§ EXERCISE:
Your job is to set down the stretch of entries that opens with the line containing "Where can the wood floor" and closes with the line containing "Where can the white marble". Keep both end lines, copy each exactly, and add nothing.

§ DATA PROVIDED:
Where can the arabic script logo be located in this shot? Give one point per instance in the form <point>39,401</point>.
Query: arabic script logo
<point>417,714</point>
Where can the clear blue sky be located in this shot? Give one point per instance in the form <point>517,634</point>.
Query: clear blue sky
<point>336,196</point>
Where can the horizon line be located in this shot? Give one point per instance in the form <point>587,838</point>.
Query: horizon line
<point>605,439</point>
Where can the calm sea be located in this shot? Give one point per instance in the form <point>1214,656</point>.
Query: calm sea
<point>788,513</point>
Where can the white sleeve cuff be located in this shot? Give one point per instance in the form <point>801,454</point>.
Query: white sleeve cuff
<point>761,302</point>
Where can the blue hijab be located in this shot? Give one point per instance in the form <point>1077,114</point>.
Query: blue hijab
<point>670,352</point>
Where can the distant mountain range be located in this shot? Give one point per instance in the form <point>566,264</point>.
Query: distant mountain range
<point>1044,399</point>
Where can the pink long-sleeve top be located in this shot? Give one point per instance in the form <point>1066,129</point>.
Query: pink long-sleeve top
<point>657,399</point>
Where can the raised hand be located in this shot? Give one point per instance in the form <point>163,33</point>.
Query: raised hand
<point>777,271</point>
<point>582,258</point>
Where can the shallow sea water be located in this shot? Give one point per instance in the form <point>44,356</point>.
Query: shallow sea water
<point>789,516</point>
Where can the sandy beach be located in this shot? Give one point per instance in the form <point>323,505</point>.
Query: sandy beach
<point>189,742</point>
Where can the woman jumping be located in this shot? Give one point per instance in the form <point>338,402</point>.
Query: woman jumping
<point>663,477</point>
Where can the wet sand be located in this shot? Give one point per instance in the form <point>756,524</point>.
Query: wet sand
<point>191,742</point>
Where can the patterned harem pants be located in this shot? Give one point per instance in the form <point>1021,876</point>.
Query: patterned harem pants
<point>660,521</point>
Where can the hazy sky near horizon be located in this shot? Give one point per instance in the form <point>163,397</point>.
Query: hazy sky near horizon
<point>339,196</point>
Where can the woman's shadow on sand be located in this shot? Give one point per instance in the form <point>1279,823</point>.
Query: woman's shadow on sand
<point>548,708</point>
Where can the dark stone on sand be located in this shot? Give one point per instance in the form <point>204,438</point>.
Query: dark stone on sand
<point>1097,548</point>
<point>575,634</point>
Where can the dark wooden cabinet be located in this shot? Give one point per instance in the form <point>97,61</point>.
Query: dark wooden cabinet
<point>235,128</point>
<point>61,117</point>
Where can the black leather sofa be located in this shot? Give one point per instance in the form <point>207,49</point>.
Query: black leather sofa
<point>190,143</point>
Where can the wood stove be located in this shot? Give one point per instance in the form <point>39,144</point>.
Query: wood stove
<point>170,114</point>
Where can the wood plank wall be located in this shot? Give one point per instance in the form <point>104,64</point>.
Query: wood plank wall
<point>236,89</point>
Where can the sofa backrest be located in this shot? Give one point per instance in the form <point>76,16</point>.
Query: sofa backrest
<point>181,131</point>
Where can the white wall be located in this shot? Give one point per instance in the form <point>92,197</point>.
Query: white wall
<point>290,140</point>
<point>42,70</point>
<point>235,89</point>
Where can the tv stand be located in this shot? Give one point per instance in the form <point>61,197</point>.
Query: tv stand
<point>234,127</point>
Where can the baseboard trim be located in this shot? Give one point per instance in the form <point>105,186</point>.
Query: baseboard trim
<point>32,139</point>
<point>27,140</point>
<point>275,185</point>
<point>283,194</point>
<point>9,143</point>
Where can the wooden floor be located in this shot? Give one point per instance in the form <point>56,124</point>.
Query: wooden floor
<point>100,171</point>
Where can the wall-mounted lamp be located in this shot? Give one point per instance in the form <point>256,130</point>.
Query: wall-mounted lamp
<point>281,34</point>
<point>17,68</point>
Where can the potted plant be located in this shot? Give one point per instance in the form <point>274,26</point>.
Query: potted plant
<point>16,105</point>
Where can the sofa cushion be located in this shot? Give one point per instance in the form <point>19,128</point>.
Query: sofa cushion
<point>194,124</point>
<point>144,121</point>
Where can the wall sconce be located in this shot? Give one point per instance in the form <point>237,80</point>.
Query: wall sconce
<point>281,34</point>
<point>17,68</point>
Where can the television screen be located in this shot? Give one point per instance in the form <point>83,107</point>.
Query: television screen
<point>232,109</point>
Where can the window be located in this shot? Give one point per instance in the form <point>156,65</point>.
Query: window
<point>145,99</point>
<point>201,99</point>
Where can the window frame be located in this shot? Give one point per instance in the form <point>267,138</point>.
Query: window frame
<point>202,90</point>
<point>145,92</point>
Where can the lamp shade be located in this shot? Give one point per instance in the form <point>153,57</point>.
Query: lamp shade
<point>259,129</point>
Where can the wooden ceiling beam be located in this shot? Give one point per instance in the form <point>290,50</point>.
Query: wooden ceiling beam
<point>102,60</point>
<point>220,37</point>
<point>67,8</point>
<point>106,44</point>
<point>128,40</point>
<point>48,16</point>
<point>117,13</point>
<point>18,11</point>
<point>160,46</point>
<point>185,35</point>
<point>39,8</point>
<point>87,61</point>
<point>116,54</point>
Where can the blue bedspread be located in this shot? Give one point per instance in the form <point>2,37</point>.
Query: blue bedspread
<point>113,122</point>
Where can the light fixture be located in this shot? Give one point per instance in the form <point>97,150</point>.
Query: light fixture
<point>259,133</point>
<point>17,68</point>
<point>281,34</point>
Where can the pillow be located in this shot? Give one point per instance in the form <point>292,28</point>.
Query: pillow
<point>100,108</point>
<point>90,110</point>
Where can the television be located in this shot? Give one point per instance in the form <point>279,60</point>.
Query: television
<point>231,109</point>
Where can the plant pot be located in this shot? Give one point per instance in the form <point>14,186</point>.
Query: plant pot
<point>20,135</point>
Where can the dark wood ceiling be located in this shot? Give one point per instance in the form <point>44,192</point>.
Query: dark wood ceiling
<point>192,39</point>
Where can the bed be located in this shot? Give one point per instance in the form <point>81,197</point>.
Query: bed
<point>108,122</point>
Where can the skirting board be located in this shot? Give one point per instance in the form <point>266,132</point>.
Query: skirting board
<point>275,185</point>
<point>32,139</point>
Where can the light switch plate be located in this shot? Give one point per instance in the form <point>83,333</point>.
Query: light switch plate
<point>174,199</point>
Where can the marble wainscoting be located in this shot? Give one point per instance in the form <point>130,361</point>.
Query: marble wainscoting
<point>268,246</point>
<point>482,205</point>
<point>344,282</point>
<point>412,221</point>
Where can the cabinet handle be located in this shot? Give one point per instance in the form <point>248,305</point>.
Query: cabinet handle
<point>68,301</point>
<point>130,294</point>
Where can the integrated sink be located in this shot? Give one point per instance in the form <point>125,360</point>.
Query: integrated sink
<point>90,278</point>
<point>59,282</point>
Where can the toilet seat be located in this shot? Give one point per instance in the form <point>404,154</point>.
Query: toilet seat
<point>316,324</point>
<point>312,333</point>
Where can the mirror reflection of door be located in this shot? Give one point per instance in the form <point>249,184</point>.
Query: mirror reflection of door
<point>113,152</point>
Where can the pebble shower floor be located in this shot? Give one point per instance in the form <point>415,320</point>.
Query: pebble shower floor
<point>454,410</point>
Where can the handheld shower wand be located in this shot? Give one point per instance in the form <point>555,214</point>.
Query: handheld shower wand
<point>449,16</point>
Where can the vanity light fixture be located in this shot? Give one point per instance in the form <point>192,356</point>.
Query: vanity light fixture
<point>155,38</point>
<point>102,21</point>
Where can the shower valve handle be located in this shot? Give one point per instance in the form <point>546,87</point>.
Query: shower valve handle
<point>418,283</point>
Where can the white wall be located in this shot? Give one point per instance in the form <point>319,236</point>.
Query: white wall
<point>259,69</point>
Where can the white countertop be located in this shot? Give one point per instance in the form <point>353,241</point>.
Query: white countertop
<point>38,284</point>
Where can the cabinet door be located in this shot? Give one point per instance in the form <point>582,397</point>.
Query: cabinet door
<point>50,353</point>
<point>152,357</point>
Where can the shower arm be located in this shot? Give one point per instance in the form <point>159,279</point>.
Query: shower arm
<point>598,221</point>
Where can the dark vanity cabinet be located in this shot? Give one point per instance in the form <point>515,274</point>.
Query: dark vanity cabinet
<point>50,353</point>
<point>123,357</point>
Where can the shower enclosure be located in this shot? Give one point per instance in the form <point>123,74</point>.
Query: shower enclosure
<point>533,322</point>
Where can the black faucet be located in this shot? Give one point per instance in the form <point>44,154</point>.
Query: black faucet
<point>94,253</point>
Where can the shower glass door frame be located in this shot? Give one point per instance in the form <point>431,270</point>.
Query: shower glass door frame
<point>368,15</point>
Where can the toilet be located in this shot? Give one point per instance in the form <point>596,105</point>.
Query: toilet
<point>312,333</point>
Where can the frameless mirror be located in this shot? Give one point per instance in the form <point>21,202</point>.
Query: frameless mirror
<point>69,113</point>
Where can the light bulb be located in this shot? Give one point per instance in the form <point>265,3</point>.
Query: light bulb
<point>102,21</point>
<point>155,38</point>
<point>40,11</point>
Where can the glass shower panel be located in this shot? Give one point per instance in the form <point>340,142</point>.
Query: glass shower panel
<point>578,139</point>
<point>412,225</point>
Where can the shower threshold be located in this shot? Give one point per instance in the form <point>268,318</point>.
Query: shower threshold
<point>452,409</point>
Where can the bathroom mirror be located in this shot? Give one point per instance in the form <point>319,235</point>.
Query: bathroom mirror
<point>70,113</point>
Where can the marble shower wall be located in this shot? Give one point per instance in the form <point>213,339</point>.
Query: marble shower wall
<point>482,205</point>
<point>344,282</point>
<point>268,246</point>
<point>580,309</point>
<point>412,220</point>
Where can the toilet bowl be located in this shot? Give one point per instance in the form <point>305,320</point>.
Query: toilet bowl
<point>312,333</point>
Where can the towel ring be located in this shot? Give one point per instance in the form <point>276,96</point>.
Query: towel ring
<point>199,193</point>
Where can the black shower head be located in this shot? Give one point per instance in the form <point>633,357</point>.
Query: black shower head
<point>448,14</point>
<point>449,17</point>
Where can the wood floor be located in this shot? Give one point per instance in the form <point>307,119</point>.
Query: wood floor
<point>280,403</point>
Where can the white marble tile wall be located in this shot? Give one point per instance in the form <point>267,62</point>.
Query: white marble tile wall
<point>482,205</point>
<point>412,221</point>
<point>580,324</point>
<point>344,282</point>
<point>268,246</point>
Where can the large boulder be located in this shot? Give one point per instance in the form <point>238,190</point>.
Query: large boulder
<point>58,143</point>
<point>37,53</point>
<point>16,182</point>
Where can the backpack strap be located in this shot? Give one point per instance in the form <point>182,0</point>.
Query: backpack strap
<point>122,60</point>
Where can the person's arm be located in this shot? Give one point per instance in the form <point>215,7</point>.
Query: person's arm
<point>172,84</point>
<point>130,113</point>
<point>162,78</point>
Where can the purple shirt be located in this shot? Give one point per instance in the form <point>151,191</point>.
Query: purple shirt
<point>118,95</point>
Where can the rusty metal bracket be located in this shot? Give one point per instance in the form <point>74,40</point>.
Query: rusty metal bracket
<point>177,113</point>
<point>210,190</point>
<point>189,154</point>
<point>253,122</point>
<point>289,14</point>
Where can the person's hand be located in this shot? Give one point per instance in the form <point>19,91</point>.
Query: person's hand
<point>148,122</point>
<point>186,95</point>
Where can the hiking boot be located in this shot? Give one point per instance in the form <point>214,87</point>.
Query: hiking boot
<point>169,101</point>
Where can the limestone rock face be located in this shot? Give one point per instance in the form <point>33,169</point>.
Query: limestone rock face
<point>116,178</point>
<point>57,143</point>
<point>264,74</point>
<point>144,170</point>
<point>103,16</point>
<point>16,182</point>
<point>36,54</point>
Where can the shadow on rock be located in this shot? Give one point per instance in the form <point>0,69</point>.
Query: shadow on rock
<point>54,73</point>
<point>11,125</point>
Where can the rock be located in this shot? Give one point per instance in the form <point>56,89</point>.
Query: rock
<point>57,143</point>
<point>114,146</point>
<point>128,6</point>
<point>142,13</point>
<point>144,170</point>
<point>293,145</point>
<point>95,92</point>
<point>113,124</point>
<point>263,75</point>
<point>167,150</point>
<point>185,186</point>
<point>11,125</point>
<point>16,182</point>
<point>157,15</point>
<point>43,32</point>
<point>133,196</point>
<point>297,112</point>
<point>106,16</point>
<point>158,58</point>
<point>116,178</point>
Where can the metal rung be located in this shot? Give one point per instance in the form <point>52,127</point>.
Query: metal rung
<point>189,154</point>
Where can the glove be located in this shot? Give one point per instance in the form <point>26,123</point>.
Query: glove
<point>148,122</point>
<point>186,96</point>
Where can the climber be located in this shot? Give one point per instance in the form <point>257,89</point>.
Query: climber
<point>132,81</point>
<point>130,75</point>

§ OUTPUT:
Where can the wood floor be located in this shot? Give one point per instance in the form <point>307,119</point>.
Query: wood floor
<point>280,403</point>
Where can the white marble tile wall be located in this shot? Give one point per instance in the form <point>267,62</point>.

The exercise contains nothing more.